DESCRIPTION OF THE TASK: Restate each line below word for word, skipping every picture.

Image point grounding data
═══

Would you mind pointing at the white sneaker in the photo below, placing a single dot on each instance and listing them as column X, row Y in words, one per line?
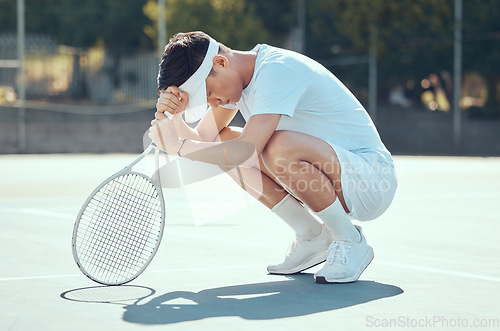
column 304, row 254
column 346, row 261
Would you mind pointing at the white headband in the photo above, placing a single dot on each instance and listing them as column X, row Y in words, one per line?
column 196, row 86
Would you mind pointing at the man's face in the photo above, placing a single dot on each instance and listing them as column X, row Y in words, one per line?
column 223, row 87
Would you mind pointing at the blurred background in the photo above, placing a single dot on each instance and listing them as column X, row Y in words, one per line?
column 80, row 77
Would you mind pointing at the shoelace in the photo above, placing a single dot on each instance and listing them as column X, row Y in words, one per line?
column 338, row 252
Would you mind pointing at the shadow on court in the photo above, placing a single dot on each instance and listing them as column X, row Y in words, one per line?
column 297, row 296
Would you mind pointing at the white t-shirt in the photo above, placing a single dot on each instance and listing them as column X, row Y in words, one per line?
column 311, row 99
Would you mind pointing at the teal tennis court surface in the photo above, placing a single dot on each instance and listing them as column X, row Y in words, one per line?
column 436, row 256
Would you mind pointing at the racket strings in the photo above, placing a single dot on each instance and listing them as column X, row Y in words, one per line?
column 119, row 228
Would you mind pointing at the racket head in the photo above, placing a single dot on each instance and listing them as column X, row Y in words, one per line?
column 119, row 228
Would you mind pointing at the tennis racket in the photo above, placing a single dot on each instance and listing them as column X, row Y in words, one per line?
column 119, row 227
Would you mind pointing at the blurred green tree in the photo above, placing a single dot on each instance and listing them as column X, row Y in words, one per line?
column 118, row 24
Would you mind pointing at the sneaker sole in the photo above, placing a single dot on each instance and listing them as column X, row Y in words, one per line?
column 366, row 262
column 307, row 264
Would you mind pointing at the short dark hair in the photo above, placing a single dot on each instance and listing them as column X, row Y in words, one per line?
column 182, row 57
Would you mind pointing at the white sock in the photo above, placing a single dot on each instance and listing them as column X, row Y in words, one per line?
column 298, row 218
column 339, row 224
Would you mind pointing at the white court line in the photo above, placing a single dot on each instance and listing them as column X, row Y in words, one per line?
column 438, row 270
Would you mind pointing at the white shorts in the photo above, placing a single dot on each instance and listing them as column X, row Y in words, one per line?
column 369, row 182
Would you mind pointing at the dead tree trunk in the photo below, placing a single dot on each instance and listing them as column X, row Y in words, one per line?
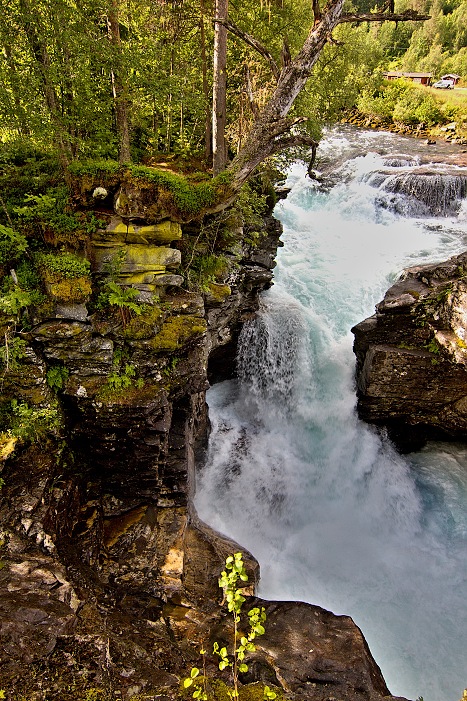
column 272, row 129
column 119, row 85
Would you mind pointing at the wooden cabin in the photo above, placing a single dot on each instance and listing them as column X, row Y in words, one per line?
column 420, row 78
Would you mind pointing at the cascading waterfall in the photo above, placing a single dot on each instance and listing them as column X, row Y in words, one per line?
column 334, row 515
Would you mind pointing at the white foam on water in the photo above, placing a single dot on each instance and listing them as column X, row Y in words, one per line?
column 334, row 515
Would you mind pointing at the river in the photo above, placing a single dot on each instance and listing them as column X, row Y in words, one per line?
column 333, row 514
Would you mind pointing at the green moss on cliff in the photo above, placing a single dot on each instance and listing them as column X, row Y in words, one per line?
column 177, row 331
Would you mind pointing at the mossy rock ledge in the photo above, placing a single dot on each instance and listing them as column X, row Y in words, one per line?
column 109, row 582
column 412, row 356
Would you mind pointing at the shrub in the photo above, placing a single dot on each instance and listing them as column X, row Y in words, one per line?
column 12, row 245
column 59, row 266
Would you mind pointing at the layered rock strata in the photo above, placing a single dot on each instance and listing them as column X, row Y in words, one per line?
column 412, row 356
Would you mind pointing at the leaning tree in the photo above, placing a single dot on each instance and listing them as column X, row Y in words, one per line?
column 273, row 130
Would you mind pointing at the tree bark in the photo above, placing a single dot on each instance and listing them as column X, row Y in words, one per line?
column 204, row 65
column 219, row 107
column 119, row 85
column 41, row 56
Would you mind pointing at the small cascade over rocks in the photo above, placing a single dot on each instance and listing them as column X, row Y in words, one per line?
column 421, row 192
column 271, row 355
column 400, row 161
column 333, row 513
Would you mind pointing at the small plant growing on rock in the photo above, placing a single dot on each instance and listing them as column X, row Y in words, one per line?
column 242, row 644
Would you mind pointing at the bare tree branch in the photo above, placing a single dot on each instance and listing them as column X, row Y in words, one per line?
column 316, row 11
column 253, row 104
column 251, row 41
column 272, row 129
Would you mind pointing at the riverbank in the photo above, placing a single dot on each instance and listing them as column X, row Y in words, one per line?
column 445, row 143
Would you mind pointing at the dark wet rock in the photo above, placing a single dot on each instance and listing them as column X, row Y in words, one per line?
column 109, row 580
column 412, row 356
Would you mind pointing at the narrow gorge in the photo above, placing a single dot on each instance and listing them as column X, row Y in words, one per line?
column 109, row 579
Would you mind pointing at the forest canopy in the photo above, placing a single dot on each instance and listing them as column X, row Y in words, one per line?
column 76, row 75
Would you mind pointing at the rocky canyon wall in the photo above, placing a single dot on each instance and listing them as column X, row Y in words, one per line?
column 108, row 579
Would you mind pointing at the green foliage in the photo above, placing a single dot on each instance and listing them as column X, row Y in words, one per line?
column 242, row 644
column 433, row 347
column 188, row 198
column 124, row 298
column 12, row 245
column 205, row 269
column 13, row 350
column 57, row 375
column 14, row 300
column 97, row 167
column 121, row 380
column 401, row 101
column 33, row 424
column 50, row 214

═══

ANSWER:
Would you mind pointing at the white sneaker in the photo below, placing a single dot on each instance and listing them as column X, row Y in words, one per line?
column 304, row 254
column 346, row 261
Would you mind pointing at the white headband in the photo above, placing a single dot on each instance and listing them as column X, row Y in words, one per line?
column 196, row 86
Would you mind pointing at the man's face in the photo above, placing a single dot on each instance and listing them as column X, row Y in words, one per line?
column 223, row 87
Would you mind pointing at the blurred background in the photo above, placing a single dot on each instance and listing them as column X, row Y in words, one per line?
column 80, row 77
Would you mind pointing at the shoelace in the photo above, placing a single dot on each instance and listing them as column X, row Y in words, one per line?
column 338, row 252
Would you mind pointing at the shadow on court in the photo above, placing a single dot on each instance and listing them as column X, row Y in words, one per line?
column 297, row 296
Would you mind pointing at the white t-shirt in the photo above, placing a single dot on each instance and listing them as column X, row Y in words, one per line?
column 311, row 99
Would you mind pointing at the teal tennis court surface in the photo above, placing a single dot on each instance and listing them as column X, row Y in words, one per line?
column 436, row 256
Would you mind pointing at the racket strings in the photo above, placing a single dot on each instance and listing them as column X, row Y in words, one per line?
column 119, row 228
Would you mind pointing at the racket head in the photo above, placing a single dot on each instance and listing them as column X, row Y in words, one per line?
column 119, row 228
Would you mind pointing at the tennis racket in the photo above, placing a single dot on each instance and listing them as column X, row Y in words, one per line?
column 119, row 227
Would you mind pointing at the blurred green tree in the photo above, placing a single dot on each instance and listing them as column X, row Y in words, one per line?
column 118, row 24
Would you mind pointing at the sneaker sole in the photo above, placing a single dot on each instance and listing them as column X, row Y in words, one per line?
column 366, row 262
column 307, row 264
Would you mind pointing at the short dark hair in the photo above, placing a single dot on each instance and listing them as column X, row Y in words, one per line?
column 182, row 57
Would you mind pointing at the white sock in the photo above, placing a single dot on each instance and listing them as column X, row Y in words, one per line?
column 298, row 218
column 339, row 224
Would you mind pointing at the white court line in the photo above, placing a single dot on each instance and listing them as column X, row Y in words, one per line?
column 438, row 270
Would you mind pointing at the white shorts in the photo above, placing a single dot on each instance and listing them as column X, row Y in words, one per line?
column 369, row 182
Would you mind pointing at the dead tree trunk in the photo below, placing a single dot on each instance and listing them as column X, row Y in words, one per line?
column 272, row 129
column 119, row 85
Would you mind pointing at the wooden cabin in the photo above, placing a single dot on each instance and listing them as column X, row Y in words, one per line?
column 420, row 78
Would you mind pointing at the cascading waterfall in the photo above, placing a single dot on each instance and listing them as column X, row Y in words, one per line?
column 334, row 515
Would you mind pointing at the white foam on water in the photo above, placing a single dot on each instance and listing them as column X, row Y in words, one per line?
column 334, row 515
Would you mind pointing at the river in the photo above, placing a single dot on each instance and listing them as column X, row Y in words, one per line?
column 333, row 514
Would you mind pointing at the green moss on cliff in the photo above, placing a single dot on each instance and listing them as column X, row Y in words, one per line?
column 177, row 331
Would you mind pointing at the mossy rock ledge in the photo above, placing a single dot on each instance and listing them as column X, row Y in words, one per line?
column 109, row 582
column 412, row 356
Would you mind pointing at the shrub in the photo above, placing a single dot on each instance and listing them as column X, row Y in words, one per line?
column 12, row 245
column 59, row 266
Would you mind pointing at the layered rock strata in the photo above, placing a single dot on each instance and listing them as column X, row Y in words, one per line?
column 412, row 356
Would you mind pointing at the leaning tree in the photo above, placing a single dot on each instance and listing them as column X, row Y in words, one per line?
column 273, row 130
Would you mind pointing at the tree bark in the photo above, placing a single dot on each instance and listing them as column X, row Y in words, one per line?
column 204, row 65
column 219, row 107
column 119, row 85
column 41, row 56
Would you mind pointing at the small cascade over rocks in the photo above, placing a single dot on each instance and listing them as column X, row Y in words, one per line?
column 421, row 192
column 271, row 355
column 400, row 161
column 333, row 513
Would you mind pointing at the small plant growing on rock in the photo above, placing a single dot on each instance and listing them as column X, row Y in words, one per line?
column 242, row 644
Would you mind pointing at the bare tree branch in the photo above, placing a single dot on each instance and listing them as column X, row Y in words, one per line?
column 316, row 11
column 253, row 104
column 251, row 41
column 272, row 129
Would you mind pointing at the riverbank in the photo above, placing a single dot on each instance and listing them as column X, row Y in words, one per line?
column 445, row 143
Would you mind pointing at the dark wet rock in the photo above, placing a single dot on each instance and listing them as column X, row Y in words, one per line?
column 109, row 580
column 412, row 356
Would you mind pointing at the narrow gorge in the photo above, placing a single dot on each instance and listing them as column X, row Y in words, one per line?
column 109, row 579
Would you mind pointing at the forest canopy in the photo above, placing a single dot on each instance and listing them as column X, row Y in words, one per line?
column 76, row 75
Would you mind pointing at the rocky canyon wall in the photo above, placing a single dot on each instance and listing them as column X, row Y in words, one per line?
column 108, row 579
Would you mind pointing at the green foliage in the photo above, placing a single dot on each instance and listing them as column X, row Y in words, one per line?
column 242, row 644
column 433, row 347
column 188, row 198
column 124, row 298
column 12, row 245
column 205, row 269
column 13, row 350
column 57, row 375
column 14, row 300
column 97, row 167
column 121, row 380
column 401, row 101
column 33, row 424
column 50, row 214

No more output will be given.